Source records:
===============
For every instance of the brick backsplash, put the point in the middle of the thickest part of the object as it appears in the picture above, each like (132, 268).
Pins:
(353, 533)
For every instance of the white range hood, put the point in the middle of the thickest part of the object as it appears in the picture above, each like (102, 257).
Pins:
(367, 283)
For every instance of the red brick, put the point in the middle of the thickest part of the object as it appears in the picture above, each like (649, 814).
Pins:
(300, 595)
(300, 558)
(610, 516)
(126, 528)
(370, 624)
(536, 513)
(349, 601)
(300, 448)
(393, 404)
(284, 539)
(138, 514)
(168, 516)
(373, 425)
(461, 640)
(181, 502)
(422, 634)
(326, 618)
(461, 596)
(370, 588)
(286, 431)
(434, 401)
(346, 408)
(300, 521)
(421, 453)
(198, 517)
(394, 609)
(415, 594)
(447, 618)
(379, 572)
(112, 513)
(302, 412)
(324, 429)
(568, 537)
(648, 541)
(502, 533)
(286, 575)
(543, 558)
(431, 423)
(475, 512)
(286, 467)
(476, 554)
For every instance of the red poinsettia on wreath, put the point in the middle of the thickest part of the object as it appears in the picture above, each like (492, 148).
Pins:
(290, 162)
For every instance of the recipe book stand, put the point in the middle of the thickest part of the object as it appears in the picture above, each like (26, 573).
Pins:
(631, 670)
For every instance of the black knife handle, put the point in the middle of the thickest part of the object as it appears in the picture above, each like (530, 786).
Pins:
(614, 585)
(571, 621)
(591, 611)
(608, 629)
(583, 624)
===============
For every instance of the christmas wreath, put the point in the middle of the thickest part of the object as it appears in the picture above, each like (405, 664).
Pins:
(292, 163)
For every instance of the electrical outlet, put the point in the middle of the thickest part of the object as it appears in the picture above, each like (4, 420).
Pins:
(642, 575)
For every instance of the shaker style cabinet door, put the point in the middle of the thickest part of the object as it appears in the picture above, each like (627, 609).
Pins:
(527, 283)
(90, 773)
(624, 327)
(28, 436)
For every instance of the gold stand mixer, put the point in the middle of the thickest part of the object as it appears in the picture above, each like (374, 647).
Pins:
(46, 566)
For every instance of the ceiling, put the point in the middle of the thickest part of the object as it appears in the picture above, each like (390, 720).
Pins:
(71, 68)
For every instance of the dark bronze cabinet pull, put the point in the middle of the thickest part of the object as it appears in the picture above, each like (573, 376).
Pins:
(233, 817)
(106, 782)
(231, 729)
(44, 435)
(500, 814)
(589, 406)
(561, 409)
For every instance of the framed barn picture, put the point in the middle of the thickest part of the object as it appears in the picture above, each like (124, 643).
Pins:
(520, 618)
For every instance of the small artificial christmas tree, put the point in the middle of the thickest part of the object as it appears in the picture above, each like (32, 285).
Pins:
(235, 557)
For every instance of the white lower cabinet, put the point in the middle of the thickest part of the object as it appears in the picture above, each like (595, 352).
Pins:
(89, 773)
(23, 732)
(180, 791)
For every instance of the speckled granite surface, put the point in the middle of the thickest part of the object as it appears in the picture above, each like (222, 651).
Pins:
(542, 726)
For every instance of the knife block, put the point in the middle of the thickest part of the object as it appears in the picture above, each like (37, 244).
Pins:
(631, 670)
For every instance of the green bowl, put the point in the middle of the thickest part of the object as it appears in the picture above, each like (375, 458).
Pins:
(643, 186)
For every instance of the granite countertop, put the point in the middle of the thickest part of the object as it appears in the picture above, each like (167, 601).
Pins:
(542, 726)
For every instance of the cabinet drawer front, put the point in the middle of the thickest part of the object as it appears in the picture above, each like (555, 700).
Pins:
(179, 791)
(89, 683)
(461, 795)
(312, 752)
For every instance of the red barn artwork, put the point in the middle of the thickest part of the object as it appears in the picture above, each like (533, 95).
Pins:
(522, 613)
===============
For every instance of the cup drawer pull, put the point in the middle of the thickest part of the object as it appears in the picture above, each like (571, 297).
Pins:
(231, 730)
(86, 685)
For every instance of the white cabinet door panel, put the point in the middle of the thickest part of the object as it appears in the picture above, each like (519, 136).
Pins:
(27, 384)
===============
WORK ORDER
Take each line above that holds the string "pull" and copy it.

EXERCISE RESULT
For every instance of the dark bronze cabinet pull, put the point in the middle of the thickest part of the object as it appears in the picture above, each like (573, 376).
For every instance of the cup drawer pull, put the point in the middle of the thickest part of the object as it appears in the picture above, each like (571, 297).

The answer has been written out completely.